TASK OBJECTIVE >>
From the passage on texting below, write out the text from "Scheduling appointments, confirming" up to and including "mail and faxes.".

Much of our marketing material features the phrase, “Studies show that people would rather text than talk.” We also use this as a conversation starter during sales presentations, with many people wondering why and how this pattern has come to exist in our society.
The article below appeared in USA today, and takes a stab at explaining why families are turning to texting, rather than talking (or yelling). While the article does not directly address the issue of business texting, it does demonstrate the fact that texting has become a deep part of our culture. As business people, we must communicate with our customers, clients, employees, and associates in a way that they feel comfortable. Not sending messages via text increases the risk that we will be ignored. You may like doing business via email or the telephone, but people are more and more comfortable communicating, and therefore doing business, via text.
Scheduling appointments, confirming service, asking product questions, or getting technical support are all tasks that you must be able to handle via text. If you don’t have a texting strategy as part of your business communications plan, your customers may soon be leaving you for a competitor who does.
If you were forced to do business with a vendor only via snail mail or fax, I’m sure you would soon be looking for a replacement for that vendor. In a very short time, email and phone calls will soon be in that same bucket with snail mail and faxes.
This story originally appeared in USA TODAY
Are you texters or yellers? Many families are turning to texting at home to ‘talk’
Edward C. Baig, USA TODAY
- Yelling may have negative consequences, experts say
- Texting at home may be a prelude to a deeper conversation
- A dependence on devices may also impede learning social interaction and how to read body language
It’s time for homework or to summon the troops for dinner. Sure, you could holler upstairs, but that seems so last century. You save your voice and text them instead.
And let’s be honest. It’s not just the kids we are texting – we’re also texting each other, at home.
So is texting under one roof becoming the modern-day equivalent of the dinner bell or intercom? Or is it yet one more example of our obsession with technology taking the place of face-to-face communications?
The mere act of texting one another in the same house may be built on the assumption that your kid is already glued to a screen at the other end – quite likely on Instagram or playing a game, rather than reading or studying for the next day’s exam. Does that mean you are unwittingly condoning their dependence on such a device by communicating this way?
Many parents who exchanged messages with USA TODAY are perfectly cool with same-home texting or even the odd phone call that requires only a quick answer to a casual question or that reminds the kids that food is on the table or that it’s time to get to the household chores.
For that matter, though, your son or daughter is just as likely to text first. (“Dad, can you approve my app request?”)
Texting instead of yelling
“This is 2019. We use technology rather than yelling through the house,” says Michigan nurse Wendy Anton, who not only texts with the family at home but communicates with them via Amazon Alexa. And Anton says, “the adults will also text each other for the same reasons or even if we want to say things we don’t want the kids to hear.”
Yelling, in fact, may have negative consequences, says Dr. Pamela Rutledge, director of the Media Psychological Research Center in Newport Beach, California.
“It is an aggressive act and loses all the subtleties of regular voice without the benefit of adding an emoji for clarification,” she says. “Humans react instinctively to certain behaviors and yelling creates a defensive reaction until decoded. If Mom yells, ‘Come down here, please,’ it’s hard to know if you’re in trouble or if she just needs to tell you something that yelling can’t accomplish. If, like most houses, there is no response to the first yell, then the next yell loses the ‘please’ and reflects the annoyance of being ignored.”

Data listing
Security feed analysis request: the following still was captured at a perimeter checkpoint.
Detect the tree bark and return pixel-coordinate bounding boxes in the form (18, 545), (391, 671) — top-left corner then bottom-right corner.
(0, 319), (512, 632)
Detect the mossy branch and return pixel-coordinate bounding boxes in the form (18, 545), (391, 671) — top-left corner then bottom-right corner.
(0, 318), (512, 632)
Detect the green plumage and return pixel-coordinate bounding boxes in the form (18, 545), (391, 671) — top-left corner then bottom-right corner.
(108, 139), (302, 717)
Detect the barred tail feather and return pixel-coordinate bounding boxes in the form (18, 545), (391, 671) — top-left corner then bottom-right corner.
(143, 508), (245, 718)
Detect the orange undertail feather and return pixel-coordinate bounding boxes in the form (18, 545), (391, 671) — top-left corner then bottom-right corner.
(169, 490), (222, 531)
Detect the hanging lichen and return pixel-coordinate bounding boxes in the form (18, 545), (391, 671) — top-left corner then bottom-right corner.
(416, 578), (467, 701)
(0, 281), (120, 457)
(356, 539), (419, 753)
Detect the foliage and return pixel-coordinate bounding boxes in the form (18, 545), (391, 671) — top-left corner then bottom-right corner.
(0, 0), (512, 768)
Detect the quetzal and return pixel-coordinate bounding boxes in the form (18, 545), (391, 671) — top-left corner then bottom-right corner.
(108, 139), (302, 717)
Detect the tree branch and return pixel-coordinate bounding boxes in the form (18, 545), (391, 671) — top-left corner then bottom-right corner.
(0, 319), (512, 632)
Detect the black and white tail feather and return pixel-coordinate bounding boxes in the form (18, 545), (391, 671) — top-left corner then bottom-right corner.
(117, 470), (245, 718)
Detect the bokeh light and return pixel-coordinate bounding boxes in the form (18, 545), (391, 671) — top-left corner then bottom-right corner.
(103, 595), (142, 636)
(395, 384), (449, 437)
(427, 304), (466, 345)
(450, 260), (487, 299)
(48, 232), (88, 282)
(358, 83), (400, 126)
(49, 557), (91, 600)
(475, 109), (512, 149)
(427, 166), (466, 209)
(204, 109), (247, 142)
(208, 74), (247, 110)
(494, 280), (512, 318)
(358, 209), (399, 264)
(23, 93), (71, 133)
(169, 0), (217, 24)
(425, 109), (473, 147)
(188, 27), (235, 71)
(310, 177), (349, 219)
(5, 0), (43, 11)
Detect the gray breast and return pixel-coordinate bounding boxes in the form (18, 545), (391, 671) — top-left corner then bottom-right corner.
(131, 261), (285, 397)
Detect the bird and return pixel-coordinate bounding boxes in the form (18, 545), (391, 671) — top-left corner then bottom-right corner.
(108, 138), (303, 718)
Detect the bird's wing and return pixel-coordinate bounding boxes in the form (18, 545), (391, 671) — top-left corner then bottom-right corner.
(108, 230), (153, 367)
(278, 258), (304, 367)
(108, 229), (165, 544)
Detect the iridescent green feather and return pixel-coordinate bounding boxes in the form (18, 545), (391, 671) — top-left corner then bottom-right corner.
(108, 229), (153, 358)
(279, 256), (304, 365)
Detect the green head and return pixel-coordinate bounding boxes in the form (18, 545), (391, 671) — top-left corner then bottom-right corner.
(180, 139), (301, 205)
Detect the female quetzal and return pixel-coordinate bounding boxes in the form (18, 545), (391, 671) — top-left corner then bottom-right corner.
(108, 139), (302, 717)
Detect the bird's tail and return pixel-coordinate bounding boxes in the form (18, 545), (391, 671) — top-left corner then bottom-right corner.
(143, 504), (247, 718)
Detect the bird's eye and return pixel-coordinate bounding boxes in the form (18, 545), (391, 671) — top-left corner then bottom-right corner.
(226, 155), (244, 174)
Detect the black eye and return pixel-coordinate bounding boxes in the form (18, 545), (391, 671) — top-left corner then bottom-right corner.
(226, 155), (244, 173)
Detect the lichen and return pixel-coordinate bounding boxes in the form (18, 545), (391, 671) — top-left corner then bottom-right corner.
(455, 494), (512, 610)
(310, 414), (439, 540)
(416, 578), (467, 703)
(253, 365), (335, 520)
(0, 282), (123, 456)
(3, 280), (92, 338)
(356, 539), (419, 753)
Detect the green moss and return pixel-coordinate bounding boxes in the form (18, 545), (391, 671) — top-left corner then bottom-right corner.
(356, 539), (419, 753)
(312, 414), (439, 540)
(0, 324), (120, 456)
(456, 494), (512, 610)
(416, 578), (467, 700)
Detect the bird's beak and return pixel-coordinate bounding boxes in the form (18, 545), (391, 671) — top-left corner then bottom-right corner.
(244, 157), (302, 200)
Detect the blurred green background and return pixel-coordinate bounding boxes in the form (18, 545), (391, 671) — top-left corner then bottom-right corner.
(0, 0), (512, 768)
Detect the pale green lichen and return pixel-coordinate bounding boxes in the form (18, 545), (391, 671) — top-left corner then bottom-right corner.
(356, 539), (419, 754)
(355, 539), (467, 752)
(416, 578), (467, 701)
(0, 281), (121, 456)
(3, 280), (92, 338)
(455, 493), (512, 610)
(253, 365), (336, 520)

REPLY >>
Scheduling appointments, confirming service, asking product questions, or getting technical support are all tasks that you must be able to handle via text. If you don’t have a texting strategy as part of your business communications plan, your customers may soon be leaving you for a competitor who does.
If you were forced to do business with a vendor only via snail mail or fax, I’m sure you would soon be looking for a replacement for that vendor. In a very short time, email and phone calls will soon be in that same bucket with snail mail and faxes.